TEXT.
= = = = =
C++ Logo

SG16

Advanced search

Subject: Re: Reinterpreting pointers of character types
From: Corentin (corentin.jabot_at_[hidden])
Date: 2021-01-28 12:20:46


On Thu, Jan 28, 2021 at 7:08 PM Peter Brett <pbrett_at_[hidden]> wrote:

> Hi Corentin,
>
>
>
> At the moment, this just looks like a weird reinterpret_cast in the
> example you provide. I think it would be good to use a name that makes it
> clear that:
>
>
>
> 1. The function has a precondition of *a specific encoding* of text
> behind the pointer/span
> 2. The function is *hazardous to call*
>
>
>
> In my view, Rust’s API is ideal:
>
>
>
> - There is a *from_utf8_unchecked()* function that is explicitly
> unsafe and clearly states what it is doing in its name:
> https://doc.rust-lang.org/std/str/fn.from_utf8_unchecked.html
> - There is also a *from_utf8()* function that is safe, but returns a *Result<&str,
> Utf8Error>* to indicate where UTF-8 validation failed
>
>
>
> This is good design because the functions have names that clearly indicate
> the encoding precondition and whether or not checking is performed. The
> safer version of the function is also has a shorter name, so it shows up
> first in autocompletion and documentation. People are guided to use the
> safe/checked option first.
>

I agree that the name is bad. I think we want "cast" in the name though -
or something of that nature.

>
>
> I strongly oppose adding the unchecked cast function to the standard
> library without simultaneously adding the corresponding checked cast.
>

This is supposed to be a super super low level function.
I would like to see checking functions in the standard for ex bool
is_valid_utf8(range);

However, checking for validity is an expensive operation.
Is there a scenario in which we want to check utfN validity but can
afford a copy?

Either way, I'd like to see these things layered on top of one another.

Cut yeah... suggestions for a better name? cast_string_unchecked?

>
>
> Peter
>
>
>
> *From:* SG16 <sg16-bounces_at_[hidden]> *On Behalf Of *Corentin via
> SG16
> *Sent:* 28 January 2021 17:52
> *To:* SG16 <sg16_at_[hidden]>; Aaron Ballman <aaron_at_[hidden]>
> *Cc:* Corentin <corentin.jabot_at_[hidden]>
> *Subject:* [SG16] Reinterpreting pointers of character types
>
>
>
> EXTERNAL MAIL
>
> Hello,
>
>
>
> In which I propose
>
> reinterpret_string_cast, a function to cast between char* and char8_t*
> without UB.
>
>
>
> This ô terrible paper is intended as a discussion starter so that we can
> refine the design with the help of our good friends in CWG :)
>
>
>
> Have a great day,
>
>
>
> Corentin
>



SG16 list run by sg16-owner@lists.isocpp.org
= = = = =
SUPPLIED DATA.
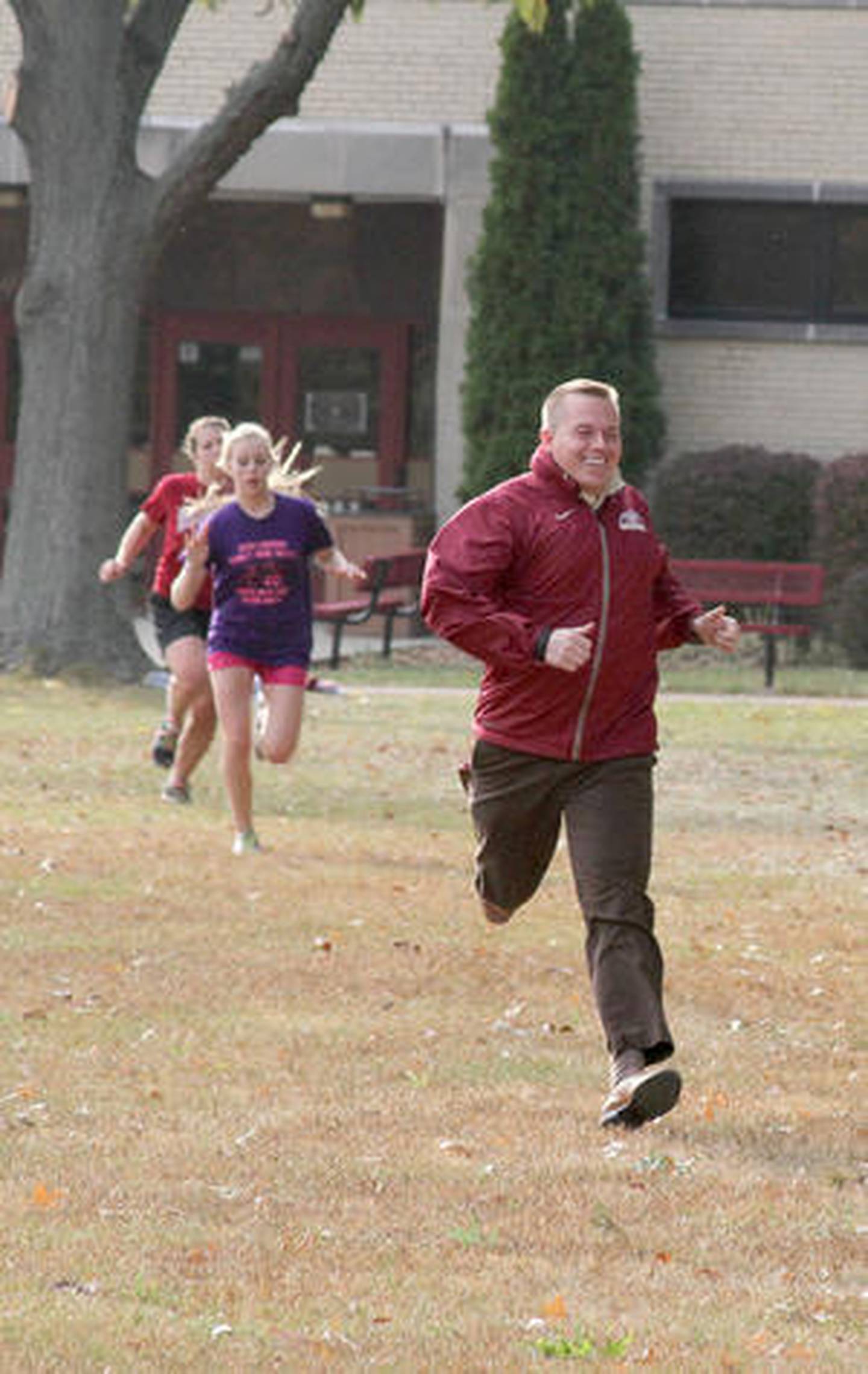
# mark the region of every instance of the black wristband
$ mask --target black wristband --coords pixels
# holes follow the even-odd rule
= = = = =
Retype the SG16 email reply word for word, starting with "However, checking for" and going on through "of one another.". The material stands apart from the SG16 email reply.

THE ANSWER.
However, checking for validity is an expensive operation.
Is there a scenario in which we want to check utfN validity but can
afford a copy?

Either way, I'd like to see these things layered on top of one another.